10 Tem 25 - Per 9:09:am
Koyu Açık

Blog Post

Fikir Yorum > Fikir yorum > Puvatya Savaşı

Puvatya Savaşı

Berberi bir köle iken savaşçı bir kumandana dönüşen Tarik b. Ziyad, tarihler miladi 711 yılını gösterdiğinde İspanya kıyılarına çıkar. Hz. Muhammed’in (sav) vefatından 79 yıl gibi kısa bir süre sonra, fetih ruhu ve cihat aşkıyla yanıp tutuşan Müslümanlar Avrupa kıtasına ayak basmıştı. Bir oryantalistin ifadesiyle, Müslümanların bu kadar kısa sürede ve bu kadar geniş coğrafyada egemen hale gelmesinin bilimsel, teknolojik ve felsefi olarak izah edilebilme imkânı yoktu. Fakat olmuştu.

Müslümanlar Avrupa’nın içlerine doğru İlerlemeye başlamıştı. Müslümanlar İspanya’ya kalıcı olarak yerleşmeye başladı. İspanya içinde egemen güçlerin birbirleriyle olan bölünmüşlükleri ve husumetleri, Müslümanların fetih hareketine büyük katkı sağlamaktaydı. Avrupa içlerine doğru fetih hareketleri devam etti. Miladi 730 yılında merkezi devlet Emeviler tarafından Endülüs’e vali olarak Abdurrahman Gefiki atandı. Atana vali, ordu içindeki problemleri çözdükten sonra, Fransızlara karşı cihat ilan eder.

Müslüman orduların ilerleyişi Fransa’nın içlerine doğru sürer. Fransa topraklarında birçok savaş yapan Müslümanlar, her savaştan zaferle çıkar. Her savaşın ardında yüklü ganimetlere sahip olan Müslümanların ordusu, merkezden de çok uzaklaşmıştır. Abdurrahman Gefiki, hem merkezden uzaklaşmanın dezavantajını hem de elde ettiği ganimetlerin fazlalığından dolayı, geri dönmeye karar verir. 

Müslümanların tarafında bunlar olurken, Avrupa tarafında da bazı gelişmeler yaşanmaktadır. Müslümanların Fransız topraklarında ilerleyişi ve zaferler elde edişinin etkisi, Hıristiyan dünyasının bir araya gelmesine sebep olmuş ve Hıristiyan dünyası ortak bir ordu hazırlanmıştır. Hıristiyan ordularının başına kumandan olarak Charles Martel geçmiştir. Amaç Müslümanların ilerleyişini durdurmaktır. Savaş için yola çıkan Charles Martel komutasındaki Hıristiyan ordu ile geri çekilmekte olan Müslüman ordu miladi 732 yılında Puvatya ovasında karşı karşıya gelir.

- - - - -

→ Yapılacak iş
Yukarıdaki Puvatya Savaşı yazısını, son cümlesinden sonrasını yazarak sürdürün. Aşağıdaki listeye bakmanız gerekmiyor.

→ Kaynaktan alıntı

- - - - -

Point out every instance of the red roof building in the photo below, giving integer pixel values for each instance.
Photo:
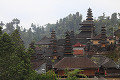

- - - - -

→ Yanıt aşağıda
Abdurrahman Gefiki ordusunu Puvatya ovasına konuşlandırarak savaş vaziyeti alır. Savaş başlar ve Müslümanlar savaşın başlarında üstünlük sağlar. Fransız komutan, Charles Marti’nin bir şey dikkatini çeker. Müslüman ordunun önemli bir kesimi ganimetlerin başındadır. Martin ordusuna, ganimetlere doğru saldırılması emrini verir. Fransızların ganimetlere doğru saldırması, savaş alanında merkezin dağılmasına, Müslüman ordunun birliğini bozulmasına sebep olur. Savaşmaktan ziyade ganimetleri kurtarmaya koşan Müslüman ordunun düzeni bozulur.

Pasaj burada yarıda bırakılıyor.